Exercise> Please repeat, from the entries that follow, the lines from the one containing "Query: dirt ground" through the one containing "A single pin marks each instance of the large" exactly, adding nothing.
..............................
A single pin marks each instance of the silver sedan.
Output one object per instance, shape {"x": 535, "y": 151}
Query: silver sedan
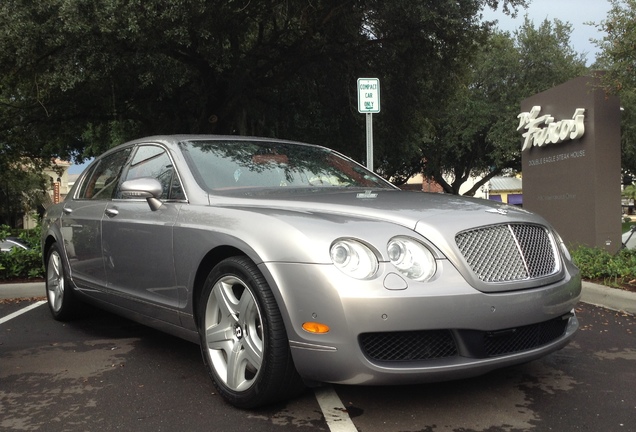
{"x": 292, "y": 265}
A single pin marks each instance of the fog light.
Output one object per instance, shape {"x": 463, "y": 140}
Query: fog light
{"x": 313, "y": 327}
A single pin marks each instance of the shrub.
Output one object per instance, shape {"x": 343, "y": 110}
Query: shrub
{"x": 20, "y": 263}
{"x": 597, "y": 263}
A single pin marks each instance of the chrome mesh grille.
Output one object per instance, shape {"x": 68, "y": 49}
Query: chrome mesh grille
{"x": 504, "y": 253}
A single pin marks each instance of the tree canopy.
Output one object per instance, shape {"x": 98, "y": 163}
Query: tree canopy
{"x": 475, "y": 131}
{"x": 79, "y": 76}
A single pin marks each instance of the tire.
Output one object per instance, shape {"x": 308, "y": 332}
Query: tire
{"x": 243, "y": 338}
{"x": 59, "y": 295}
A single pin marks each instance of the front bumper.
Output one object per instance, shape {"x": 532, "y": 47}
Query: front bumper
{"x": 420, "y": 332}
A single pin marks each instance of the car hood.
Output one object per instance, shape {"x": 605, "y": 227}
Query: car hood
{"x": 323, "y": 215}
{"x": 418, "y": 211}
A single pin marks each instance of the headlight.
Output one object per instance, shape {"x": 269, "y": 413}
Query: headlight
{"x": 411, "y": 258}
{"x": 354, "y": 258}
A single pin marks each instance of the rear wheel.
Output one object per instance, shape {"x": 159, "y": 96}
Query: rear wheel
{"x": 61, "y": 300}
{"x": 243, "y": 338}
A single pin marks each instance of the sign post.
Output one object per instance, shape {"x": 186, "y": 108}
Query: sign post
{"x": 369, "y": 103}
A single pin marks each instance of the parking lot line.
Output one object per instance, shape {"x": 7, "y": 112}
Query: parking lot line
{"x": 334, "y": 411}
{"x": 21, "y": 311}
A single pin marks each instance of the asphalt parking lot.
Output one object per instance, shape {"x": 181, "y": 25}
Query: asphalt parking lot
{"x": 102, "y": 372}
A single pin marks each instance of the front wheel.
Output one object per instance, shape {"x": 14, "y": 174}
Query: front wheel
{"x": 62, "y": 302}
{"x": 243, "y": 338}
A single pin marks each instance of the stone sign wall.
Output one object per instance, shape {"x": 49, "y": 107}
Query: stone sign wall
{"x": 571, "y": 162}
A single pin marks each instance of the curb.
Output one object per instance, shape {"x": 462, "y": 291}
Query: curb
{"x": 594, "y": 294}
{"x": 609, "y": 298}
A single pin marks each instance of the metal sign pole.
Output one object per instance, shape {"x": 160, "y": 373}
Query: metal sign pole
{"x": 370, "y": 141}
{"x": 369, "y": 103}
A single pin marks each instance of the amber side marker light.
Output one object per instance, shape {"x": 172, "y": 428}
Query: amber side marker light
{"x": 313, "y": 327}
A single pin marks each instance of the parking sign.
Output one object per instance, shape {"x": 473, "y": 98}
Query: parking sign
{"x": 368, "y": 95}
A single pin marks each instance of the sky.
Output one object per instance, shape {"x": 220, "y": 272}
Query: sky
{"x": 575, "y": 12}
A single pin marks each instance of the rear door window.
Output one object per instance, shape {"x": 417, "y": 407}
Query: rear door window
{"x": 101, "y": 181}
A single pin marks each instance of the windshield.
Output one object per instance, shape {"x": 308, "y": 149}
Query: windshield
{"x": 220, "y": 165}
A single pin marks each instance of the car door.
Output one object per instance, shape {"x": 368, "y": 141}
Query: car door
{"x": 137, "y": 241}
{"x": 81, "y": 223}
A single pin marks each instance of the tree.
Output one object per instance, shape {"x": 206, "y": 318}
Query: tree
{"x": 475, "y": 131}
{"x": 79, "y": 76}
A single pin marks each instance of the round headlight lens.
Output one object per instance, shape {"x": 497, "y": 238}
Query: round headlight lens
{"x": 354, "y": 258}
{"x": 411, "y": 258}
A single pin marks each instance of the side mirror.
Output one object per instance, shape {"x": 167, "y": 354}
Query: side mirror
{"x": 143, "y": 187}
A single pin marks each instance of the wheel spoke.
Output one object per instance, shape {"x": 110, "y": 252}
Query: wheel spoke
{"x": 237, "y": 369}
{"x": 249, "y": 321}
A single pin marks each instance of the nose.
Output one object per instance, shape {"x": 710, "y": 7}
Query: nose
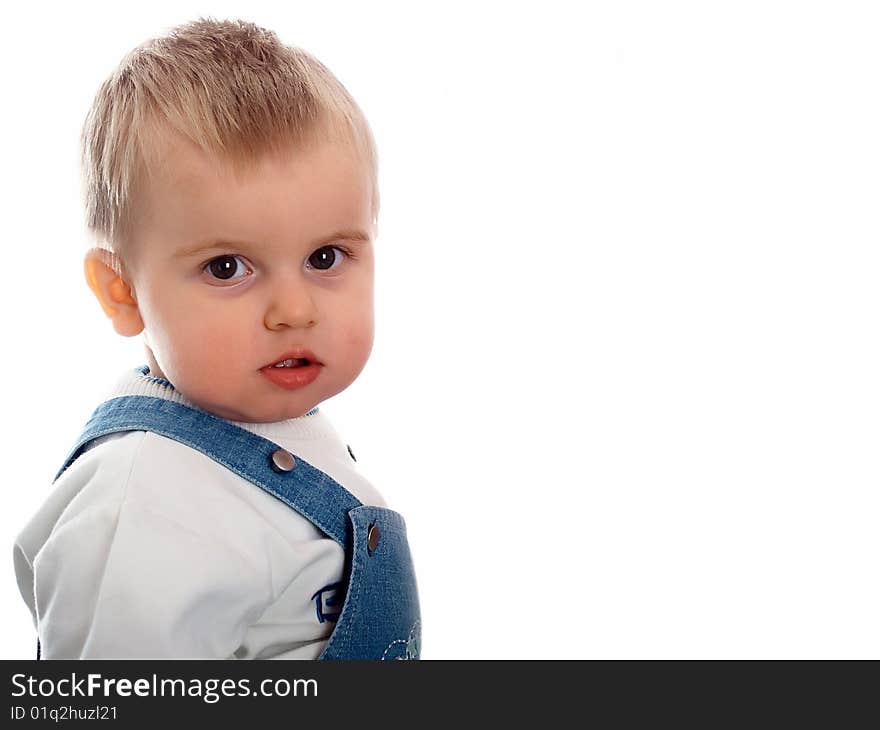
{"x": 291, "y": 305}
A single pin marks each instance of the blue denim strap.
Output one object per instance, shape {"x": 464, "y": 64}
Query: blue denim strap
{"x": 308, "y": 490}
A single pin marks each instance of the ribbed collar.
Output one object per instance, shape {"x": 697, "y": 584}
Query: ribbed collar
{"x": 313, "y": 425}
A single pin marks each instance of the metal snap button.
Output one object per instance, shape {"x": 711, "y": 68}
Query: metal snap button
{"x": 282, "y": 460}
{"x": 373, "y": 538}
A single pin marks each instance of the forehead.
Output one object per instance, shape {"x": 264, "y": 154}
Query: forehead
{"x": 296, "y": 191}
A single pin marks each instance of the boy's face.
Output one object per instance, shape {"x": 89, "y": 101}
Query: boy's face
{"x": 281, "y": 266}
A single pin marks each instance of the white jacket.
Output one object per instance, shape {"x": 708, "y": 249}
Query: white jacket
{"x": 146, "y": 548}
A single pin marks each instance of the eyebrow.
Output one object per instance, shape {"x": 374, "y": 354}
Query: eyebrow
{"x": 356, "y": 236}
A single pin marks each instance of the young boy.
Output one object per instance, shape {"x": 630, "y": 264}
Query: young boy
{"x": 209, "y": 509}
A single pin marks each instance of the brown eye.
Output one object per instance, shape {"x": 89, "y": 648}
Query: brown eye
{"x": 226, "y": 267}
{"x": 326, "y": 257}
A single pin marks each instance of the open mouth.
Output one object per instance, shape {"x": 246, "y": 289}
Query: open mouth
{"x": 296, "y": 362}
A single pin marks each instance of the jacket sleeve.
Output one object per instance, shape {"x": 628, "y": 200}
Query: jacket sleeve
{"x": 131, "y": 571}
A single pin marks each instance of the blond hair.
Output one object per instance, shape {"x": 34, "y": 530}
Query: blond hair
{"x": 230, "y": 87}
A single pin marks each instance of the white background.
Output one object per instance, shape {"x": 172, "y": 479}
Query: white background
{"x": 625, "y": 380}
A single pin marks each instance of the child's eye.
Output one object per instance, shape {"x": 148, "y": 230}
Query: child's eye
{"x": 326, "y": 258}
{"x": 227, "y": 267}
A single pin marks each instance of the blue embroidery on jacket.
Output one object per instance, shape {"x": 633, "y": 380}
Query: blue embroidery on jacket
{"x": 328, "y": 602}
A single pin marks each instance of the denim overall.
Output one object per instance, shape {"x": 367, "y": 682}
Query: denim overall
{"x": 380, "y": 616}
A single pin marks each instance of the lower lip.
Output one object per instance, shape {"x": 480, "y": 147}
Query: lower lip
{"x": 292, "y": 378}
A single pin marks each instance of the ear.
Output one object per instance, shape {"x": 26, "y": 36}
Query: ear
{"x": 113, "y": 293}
..............................
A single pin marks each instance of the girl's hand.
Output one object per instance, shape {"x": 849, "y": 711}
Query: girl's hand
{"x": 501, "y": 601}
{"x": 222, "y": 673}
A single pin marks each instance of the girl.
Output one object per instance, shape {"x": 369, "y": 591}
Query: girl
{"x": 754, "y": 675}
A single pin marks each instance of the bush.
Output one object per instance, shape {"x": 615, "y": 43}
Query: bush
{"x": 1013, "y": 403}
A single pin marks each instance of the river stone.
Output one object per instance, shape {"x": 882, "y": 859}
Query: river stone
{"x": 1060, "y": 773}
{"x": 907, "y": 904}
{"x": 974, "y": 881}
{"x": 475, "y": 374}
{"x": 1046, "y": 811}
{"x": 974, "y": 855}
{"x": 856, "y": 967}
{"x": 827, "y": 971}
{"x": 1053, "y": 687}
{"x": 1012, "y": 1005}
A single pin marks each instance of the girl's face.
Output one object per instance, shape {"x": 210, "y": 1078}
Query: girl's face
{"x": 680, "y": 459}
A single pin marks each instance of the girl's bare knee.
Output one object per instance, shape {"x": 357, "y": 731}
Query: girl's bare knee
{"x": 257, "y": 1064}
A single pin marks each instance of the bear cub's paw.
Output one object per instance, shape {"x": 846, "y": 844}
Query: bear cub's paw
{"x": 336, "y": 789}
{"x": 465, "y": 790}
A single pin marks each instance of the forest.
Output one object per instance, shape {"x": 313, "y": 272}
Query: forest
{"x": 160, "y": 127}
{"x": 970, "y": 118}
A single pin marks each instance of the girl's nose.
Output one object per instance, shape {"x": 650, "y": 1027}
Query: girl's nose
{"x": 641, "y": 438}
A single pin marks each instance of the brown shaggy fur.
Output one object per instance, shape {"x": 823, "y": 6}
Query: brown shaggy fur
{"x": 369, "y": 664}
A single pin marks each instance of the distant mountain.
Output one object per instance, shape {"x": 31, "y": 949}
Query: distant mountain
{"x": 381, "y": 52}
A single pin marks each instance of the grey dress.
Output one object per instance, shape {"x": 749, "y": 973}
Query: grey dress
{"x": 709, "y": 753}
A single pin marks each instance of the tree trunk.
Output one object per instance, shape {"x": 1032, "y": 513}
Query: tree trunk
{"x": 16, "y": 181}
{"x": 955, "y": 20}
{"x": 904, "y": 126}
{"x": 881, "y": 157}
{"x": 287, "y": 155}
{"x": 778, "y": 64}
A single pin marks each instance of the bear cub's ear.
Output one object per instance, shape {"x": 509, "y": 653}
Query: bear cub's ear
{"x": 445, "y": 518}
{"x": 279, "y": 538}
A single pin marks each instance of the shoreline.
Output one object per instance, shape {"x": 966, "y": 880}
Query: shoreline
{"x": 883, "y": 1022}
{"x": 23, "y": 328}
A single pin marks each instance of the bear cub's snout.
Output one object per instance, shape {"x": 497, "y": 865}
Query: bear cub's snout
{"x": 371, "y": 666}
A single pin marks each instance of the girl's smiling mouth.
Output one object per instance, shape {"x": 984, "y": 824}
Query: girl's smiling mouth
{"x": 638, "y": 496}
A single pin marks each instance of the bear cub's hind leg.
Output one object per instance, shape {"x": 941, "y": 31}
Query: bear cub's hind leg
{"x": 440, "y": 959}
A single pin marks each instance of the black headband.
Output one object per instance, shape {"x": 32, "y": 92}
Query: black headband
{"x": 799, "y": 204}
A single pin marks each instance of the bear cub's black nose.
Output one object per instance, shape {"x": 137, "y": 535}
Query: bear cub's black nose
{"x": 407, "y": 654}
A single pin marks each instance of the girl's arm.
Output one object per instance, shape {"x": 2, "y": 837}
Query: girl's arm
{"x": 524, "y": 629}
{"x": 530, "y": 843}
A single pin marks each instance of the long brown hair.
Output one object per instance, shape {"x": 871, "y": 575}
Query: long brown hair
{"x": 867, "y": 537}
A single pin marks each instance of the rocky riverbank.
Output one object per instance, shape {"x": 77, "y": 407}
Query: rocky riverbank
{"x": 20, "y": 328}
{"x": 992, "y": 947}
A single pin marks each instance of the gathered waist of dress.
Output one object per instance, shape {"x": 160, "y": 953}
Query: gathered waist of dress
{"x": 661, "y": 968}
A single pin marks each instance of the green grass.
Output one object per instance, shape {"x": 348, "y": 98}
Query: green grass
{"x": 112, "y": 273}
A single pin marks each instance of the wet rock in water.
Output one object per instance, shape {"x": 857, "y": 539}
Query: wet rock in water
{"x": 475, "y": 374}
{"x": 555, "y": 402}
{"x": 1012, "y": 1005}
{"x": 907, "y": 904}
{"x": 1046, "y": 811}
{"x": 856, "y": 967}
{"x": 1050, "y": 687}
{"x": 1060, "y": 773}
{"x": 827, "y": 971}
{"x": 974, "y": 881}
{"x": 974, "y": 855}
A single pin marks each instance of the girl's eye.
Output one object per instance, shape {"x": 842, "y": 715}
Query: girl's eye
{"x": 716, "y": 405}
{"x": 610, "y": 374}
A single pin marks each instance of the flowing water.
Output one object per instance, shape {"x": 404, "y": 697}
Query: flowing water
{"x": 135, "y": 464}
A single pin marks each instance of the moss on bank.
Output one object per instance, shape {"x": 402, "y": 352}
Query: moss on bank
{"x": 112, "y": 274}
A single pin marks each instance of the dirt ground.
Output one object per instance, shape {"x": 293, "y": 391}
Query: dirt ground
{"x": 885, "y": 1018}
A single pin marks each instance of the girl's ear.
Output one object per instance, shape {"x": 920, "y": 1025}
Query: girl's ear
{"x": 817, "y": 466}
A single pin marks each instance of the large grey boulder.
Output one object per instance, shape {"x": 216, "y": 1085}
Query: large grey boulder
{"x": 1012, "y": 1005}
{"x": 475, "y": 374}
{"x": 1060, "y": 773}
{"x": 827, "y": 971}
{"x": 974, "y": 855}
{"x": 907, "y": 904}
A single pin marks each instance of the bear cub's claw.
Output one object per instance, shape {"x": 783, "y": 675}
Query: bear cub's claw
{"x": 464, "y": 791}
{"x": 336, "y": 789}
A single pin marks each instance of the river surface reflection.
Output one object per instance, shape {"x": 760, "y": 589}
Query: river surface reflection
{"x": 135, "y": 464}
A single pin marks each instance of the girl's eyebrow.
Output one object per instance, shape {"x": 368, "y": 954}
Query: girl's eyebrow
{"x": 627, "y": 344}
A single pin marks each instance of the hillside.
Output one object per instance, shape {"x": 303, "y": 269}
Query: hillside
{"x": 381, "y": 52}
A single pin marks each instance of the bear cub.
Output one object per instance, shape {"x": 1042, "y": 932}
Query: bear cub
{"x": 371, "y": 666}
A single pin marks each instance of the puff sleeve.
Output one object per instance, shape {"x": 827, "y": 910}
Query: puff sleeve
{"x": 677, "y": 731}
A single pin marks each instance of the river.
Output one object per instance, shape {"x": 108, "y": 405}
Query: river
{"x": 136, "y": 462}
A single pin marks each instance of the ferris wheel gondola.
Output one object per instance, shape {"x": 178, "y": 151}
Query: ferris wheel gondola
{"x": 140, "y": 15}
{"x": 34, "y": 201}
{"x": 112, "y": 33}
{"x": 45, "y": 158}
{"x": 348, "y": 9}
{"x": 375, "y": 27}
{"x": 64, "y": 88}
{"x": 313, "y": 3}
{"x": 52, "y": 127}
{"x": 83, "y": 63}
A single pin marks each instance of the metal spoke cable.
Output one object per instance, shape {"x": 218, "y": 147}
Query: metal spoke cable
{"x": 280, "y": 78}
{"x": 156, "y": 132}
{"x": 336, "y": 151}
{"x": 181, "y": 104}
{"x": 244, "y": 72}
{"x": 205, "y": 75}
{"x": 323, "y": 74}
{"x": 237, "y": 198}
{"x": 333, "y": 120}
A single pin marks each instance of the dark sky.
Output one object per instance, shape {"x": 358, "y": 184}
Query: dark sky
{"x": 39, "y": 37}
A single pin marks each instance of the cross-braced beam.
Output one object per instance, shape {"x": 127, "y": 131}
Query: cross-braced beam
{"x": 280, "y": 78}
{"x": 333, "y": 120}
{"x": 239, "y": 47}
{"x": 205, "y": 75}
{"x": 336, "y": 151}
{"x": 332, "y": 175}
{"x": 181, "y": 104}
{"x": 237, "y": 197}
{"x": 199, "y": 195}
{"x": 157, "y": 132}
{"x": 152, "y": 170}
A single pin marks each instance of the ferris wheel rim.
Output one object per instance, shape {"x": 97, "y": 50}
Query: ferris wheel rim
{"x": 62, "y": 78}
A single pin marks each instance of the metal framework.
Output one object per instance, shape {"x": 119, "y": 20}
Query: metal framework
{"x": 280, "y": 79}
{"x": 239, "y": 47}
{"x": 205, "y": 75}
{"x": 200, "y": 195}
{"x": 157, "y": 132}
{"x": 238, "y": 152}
..............................
Solved problem>
Query: dirt ground
{"x": 885, "y": 1018}
A single pin marks each instance of the girl's ear.
Output one object per instance, shape {"x": 920, "y": 1025}
Query: girl's ear
{"x": 817, "y": 466}
A single pin marks each instance of the large grey boulder.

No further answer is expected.